Hallucination Detection
Flag generations that contain arithmetic errors, broken references, or unstable outputs.
Muster scans your traces nightly for three patterns that strongly correlate with hallucinated LLM output. Detection is heuristic — no external LLM judge is called — so it's fast, cheap, and predictable.
What it detects
Arithmetic drift
Parses numbers out of generation outputs and checks whether stated totals match the sum of their components. Flags drift in the 5-50% range (below 5% is likely rounding, above 50% is usually a different phenomenon worth flagging differently).
"Total: $150 (50 + 60 + 70)" → computed sum is $180 → 20% drift → flagged.
Reference failure
Pattern-matches output against well-known fabrication signatures:
example.comand other placeholder domains presented as real sources- arXiv IDs with appended trailing letters (e.g.
2401.12345v9z) - DOI patterns that don't resolve
- LLM-typical citation strings (
[1] Smith et al. (2024)) without a real bibliography
Output instability
Groups generations by identical input over the last 24 hours and compares outputs via Jaccard word similarity. If the same prompt produced outputs with similarity below the threshold (default 0.5), the generation is unstable.
This catches stochastic regressions (model upgrade, prompt drift, temperature change) without you having to write a regression test.
How it runs
A daily cron worker runs at 01:00 UTC, scans the previous day's
generations for each project, and writes any matches to
MusterHallucinationEvent. Each event captures the trace ID,
hallucination type, severity, a description, and an evidence JSON
column with the underlying numbers (numeric drift, URL snippets, or
similarity score).

## Extracted material
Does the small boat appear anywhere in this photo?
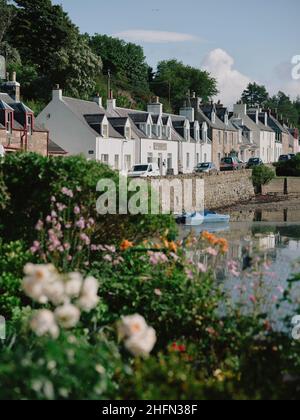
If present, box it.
[176,210,230,226]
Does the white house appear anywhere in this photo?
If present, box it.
[231,103,276,163]
[37,87,211,175]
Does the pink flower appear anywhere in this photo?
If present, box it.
[61,187,74,198]
[74,206,81,214]
[35,220,44,232]
[76,217,85,230]
[80,233,91,245]
[206,247,218,257]
[198,263,207,273]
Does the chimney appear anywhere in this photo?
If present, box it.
[179,105,195,122]
[52,85,62,101]
[233,102,247,118]
[106,89,117,112]
[147,96,163,115]
[92,93,102,108]
[2,72,21,102]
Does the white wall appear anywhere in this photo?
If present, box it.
[37,100,97,159]
[141,139,178,175]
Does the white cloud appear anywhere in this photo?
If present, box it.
[113,29,201,44]
[202,48,251,106]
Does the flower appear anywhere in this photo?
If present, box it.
[30,309,59,339]
[78,277,99,312]
[118,314,148,338]
[61,187,74,198]
[22,264,57,303]
[65,273,83,298]
[125,327,157,357]
[54,303,80,329]
[120,239,133,251]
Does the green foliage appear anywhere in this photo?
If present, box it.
[252,165,275,193]
[275,154,300,177]
[151,60,218,110]
[0,241,32,319]
[0,153,175,246]
[6,0,102,99]
[242,82,269,107]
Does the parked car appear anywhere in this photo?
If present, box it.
[278,155,291,162]
[246,158,264,169]
[194,162,218,174]
[220,157,240,171]
[128,163,161,178]
[0,144,5,158]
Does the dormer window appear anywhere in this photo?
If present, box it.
[125,125,131,140]
[26,114,33,135]
[102,123,108,139]
[211,111,216,124]
[5,112,13,134]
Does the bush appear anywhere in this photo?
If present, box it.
[275,154,300,177]
[252,165,275,194]
[0,153,176,245]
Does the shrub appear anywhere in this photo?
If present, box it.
[252,165,275,194]
[0,153,176,245]
[275,154,300,177]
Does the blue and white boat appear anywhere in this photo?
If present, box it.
[176,210,230,226]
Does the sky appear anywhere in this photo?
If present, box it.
[53,0,300,105]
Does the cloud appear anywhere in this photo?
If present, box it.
[113,29,201,44]
[202,48,251,106]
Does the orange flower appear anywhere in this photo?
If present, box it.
[120,239,133,251]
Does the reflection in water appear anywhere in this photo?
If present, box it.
[181,211,300,328]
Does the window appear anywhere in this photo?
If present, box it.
[125,126,131,140]
[124,155,131,171]
[186,153,190,169]
[101,155,109,165]
[115,155,120,170]
[26,114,33,134]
[6,112,13,134]
[102,124,108,139]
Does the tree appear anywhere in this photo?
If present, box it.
[242,82,269,107]
[0,0,15,46]
[8,0,102,97]
[151,60,218,110]
[252,165,275,194]
[89,34,149,91]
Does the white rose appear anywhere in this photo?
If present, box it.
[44,280,66,306]
[125,327,157,357]
[55,303,80,328]
[118,314,148,338]
[65,273,83,298]
[22,277,48,304]
[82,277,99,295]
[78,293,100,312]
[30,309,59,339]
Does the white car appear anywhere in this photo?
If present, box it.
[128,163,161,178]
[0,144,5,158]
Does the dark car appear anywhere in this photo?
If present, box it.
[194,162,218,174]
[278,155,291,162]
[220,157,240,171]
[246,158,263,169]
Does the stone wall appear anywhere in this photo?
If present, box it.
[263,177,300,195]
[149,170,255,211]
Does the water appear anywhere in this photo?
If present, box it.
[181,209,300,329]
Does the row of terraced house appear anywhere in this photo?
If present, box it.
[0,74,299,175]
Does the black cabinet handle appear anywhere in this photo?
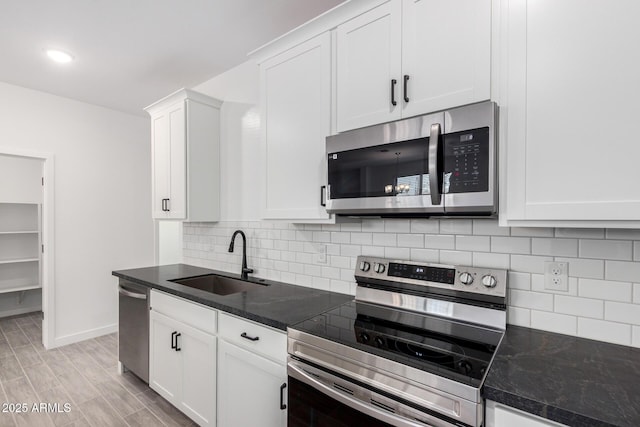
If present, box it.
[391,79,398,106]
[240,332,260,341]
[280,383,287,409]
[404,74,409,102]
[176,334,182,351]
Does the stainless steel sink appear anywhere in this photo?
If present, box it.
[171,274,268,295]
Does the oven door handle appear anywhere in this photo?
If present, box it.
[288,362,433,427]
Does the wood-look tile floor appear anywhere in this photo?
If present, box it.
[0,313,196,427]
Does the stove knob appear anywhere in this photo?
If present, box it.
[482,274,498,288]
[459,272,473,286]
[373,262,385,274]
[458,360,473,375]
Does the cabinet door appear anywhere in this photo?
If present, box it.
[259,33,331,220]
[402,0,491,117]
[151,114,171,219]
[500,0,640,227]
[177,324,216,426]
[167,101,187,219]
[218,340,287,427]
[149,311,182,404]
[335,1,402,132]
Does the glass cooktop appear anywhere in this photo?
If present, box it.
[291,301,503,387]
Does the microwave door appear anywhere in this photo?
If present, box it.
[442,102,497,215]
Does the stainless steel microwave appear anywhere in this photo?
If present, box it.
[326,102,498,217]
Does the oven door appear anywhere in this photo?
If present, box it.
[287,358,461,427]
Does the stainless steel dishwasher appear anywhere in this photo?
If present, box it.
[118,279,149,383]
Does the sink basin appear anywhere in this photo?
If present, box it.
[171,274,268,295]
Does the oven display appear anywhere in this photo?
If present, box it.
[389,262,456,285]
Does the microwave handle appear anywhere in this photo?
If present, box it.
[429,123,442,205]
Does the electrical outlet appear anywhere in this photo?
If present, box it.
[544,261,569,292]
[316,245,327,264]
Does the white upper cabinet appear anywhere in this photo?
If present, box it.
[145,89,221,221]
[497,0,640,228]
[260,32,331,222]
[335,0,491,132]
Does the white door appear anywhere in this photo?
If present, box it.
[177,324,217,426]
[149,310,182,404]
[218,340,287,427]
[500,0,640,223]
[335,1,402,132]
[402,0,491,117]
[151,113,171,219]
[167,101,187,219]
[257,33,331,220]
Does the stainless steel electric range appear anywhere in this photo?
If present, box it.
[287,256,507,427]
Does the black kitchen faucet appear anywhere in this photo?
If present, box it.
[229,230,253,280]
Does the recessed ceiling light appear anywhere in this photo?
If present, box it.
[46,49,73,64]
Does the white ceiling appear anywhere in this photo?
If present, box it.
[0,0,344,115]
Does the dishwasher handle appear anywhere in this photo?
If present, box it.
[118,285,147,300]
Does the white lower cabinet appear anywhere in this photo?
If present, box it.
[218,313,287,427]
[149,290,217,426]
[485,400,564,427]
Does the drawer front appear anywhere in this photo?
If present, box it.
[151,289,218,334]
[218,313,287,363]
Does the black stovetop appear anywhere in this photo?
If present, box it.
[291,301,503,387]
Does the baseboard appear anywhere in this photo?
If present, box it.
[50,323,118,348]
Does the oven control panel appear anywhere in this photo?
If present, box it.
[355,256,507,297]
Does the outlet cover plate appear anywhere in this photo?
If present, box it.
[544,261,569,292]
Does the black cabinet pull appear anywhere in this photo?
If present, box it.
[176,334,182,351]
[240,332,260,341]
[391,79,398,106]
[404,74,409,102]
[171,331,178,350]
[280,383,287,409]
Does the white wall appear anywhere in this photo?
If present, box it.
[0,83,154,344]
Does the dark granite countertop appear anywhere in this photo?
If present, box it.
[113,264,353,331]
[483,325,640,427]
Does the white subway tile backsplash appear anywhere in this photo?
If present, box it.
[183,219,640,347]
[604,261,640,282]
[578,317,631,345]
[531,310,578,335]
[491,236,531,255]
[511,227,554,237]
[411,219,440,234]
[606,228,640,240]
[511,255,553,274]
[472,252,509,270]
[398,234,424,248]
[531,238,578,257]
[554,295,604,320]
[507,307,531,327]
[507,271,531,291]
[440,219,473,234]
[384,219,411,233]
[455,236,491,252]
[373,233,398,246]
[579,240,633,261]
[509,289,553,311]
[578,279,631,302]
[604,301,640,325]
[473,219,510,236]
[440,251,473,265]
[424,234,456,249]
[555,228,604,239]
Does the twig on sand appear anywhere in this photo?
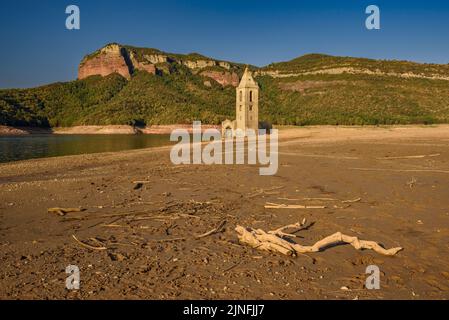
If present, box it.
[72,234,108,251]
[341,198,362,203]
[349,168,449,173]
[150,220,226,242]
[47,208,85,217]
[376,153,441,160]
[235,220,402,256]
[195,220,226,240]
[265,202,327,209]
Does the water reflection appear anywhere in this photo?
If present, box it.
[0,135,170,162]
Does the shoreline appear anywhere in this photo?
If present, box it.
[0,124,221,136]
[0,125,449,300]
[0,124,440,137]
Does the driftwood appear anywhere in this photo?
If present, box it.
[235,221,402,256]
[72,235,108,251]
[47,208,85,217]
[195,220,226,240]
[265,202,327,209]
[376,153,441,160]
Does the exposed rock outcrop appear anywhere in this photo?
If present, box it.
[78,44,132,79]
[200,71,240,87]
[78,44,157,79]
[78,43,239,81]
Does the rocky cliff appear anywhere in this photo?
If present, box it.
[78,43,241,87]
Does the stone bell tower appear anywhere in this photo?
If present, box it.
[236,68,259,134]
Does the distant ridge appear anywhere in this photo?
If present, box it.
[0,43,449,127]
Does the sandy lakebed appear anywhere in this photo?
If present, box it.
[0,125,449,299]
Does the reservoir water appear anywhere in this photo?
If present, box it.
[0,135,171,162]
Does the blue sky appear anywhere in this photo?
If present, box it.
[0,0,449,88]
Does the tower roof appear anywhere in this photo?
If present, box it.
[239,67,259,88]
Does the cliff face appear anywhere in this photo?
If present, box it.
[78,45,132,79]
[200,71,240,87]
[78,44,240,87]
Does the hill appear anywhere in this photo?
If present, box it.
[0,44,449,127]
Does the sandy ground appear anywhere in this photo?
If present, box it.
[0,126,449,299]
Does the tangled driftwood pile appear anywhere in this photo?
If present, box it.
[235,220,402,256]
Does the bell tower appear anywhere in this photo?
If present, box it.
[236,68,259,135]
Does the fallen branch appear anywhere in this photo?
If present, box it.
[235,221,402,256]
[376,153,441,160]
[265,202,327,209]
[349,168,449,173]
[47,208,85,217]
[341,198,362,203]
[72,234,108,251]
[195,220,226,240]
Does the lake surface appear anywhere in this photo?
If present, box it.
[0,135,170,162]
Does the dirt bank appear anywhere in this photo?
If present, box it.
[0,124,221,136]
[0,126,449,299]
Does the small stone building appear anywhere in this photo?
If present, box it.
[222,68,259,137]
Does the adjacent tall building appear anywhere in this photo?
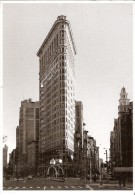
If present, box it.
[16,99,39,175]
[110,87,133,167]
[37,15,76,175]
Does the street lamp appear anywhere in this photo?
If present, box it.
[104,148,108,182]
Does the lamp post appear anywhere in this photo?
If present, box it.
[104,148,108,182]
[89,145,92,183]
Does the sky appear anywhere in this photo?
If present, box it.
[3,3,133,162]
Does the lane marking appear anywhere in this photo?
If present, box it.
[71,186,75,188]
[85,185,93,190]
[15,187,19,190]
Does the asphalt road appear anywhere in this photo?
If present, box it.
[3,178,132,190]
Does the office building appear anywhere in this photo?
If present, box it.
[110,87,133,167]
[16,99,39,175]
[37,16,76,175]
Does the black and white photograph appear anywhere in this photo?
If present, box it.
[0,1,134,192]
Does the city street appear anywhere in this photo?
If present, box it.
[3,178,133,190]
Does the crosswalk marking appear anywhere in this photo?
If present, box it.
[78,186,83,188]
[85,185,93,190]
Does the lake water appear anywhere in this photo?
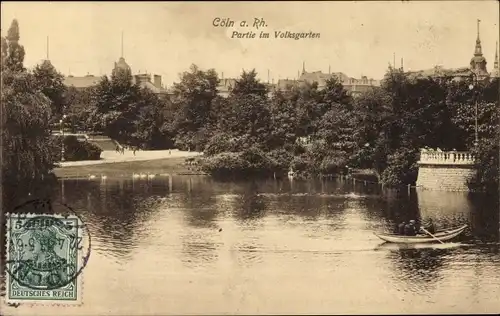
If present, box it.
[3,176,500,315]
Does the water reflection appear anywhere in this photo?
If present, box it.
[1,176,500,315]
[388,248,451,284]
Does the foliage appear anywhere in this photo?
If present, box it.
[1,20,55,187]
[381,148,418,186]
[86,69,169,149]
[170,65,219,150]
[52,135,102,161]
[469,132,500,193]
[33,60,67,123]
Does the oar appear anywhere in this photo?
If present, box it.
[420,227,444,244]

## Exercises
[A] According to the hallucination detection page, at what time does the daily cron worker run?
[B] Please translate this sentence from the hallucination detection page into Spanish: "This catches stochastic regressions (model upgrade, prompt drift, temperature change) without you having to write a regression test."
[C] Extend the hallucination detection page, starting after its final sentence.

## Exercise answers
[A] 01:00 UTC

[B] Esto detecta regresiones estocásticas (actualización del modelo, deriva del prompt, cambio de temperatura) sin que tengas que escribir una prueba de regresión.

[C]
Tuning thresholds
The two main knobs:
| Knob | Default | Effect |
|---|---|---|
arithmeticDriftMinThreshold | 0.05 (5%) | Lower → catch smaller errors but more false positives from rounding |
outputInstabilitySimilarityThreshold | 0.5 | Lower → only flag the most divergent outputs |
Both are tunable via Auto-Instrumentation
or directly in MusterProjectTuning. Workers read them at runtime via
TuningCache.get() with a fallback to hardcoded defaults.
Calibration tip: start at defaults, look at the first week of flags, and dial each threshold in the direction of fewer false positives if your reviewers are spending too much time dismissing noise.
Reviewing flagged generations
In the Hallucinations tab:
- List filters by type, severity, and active/acknowledged.
- Each row links back to the original trace, so you can read the full prompt and output.
- Acknowledge dismisses the flag and stamps
acknowledgedBy/acknowledgedAtfor audit.
Limits
- Detection is heuristic — it will miss hallucinations that don't fit the three patterns (e.g. plausible-sounding but factually wrong claims with no math, no citations, and consistent phrasing).
- For higher recall, layer on an LLM-as-judge eval — see the upcoming Evaluation guide.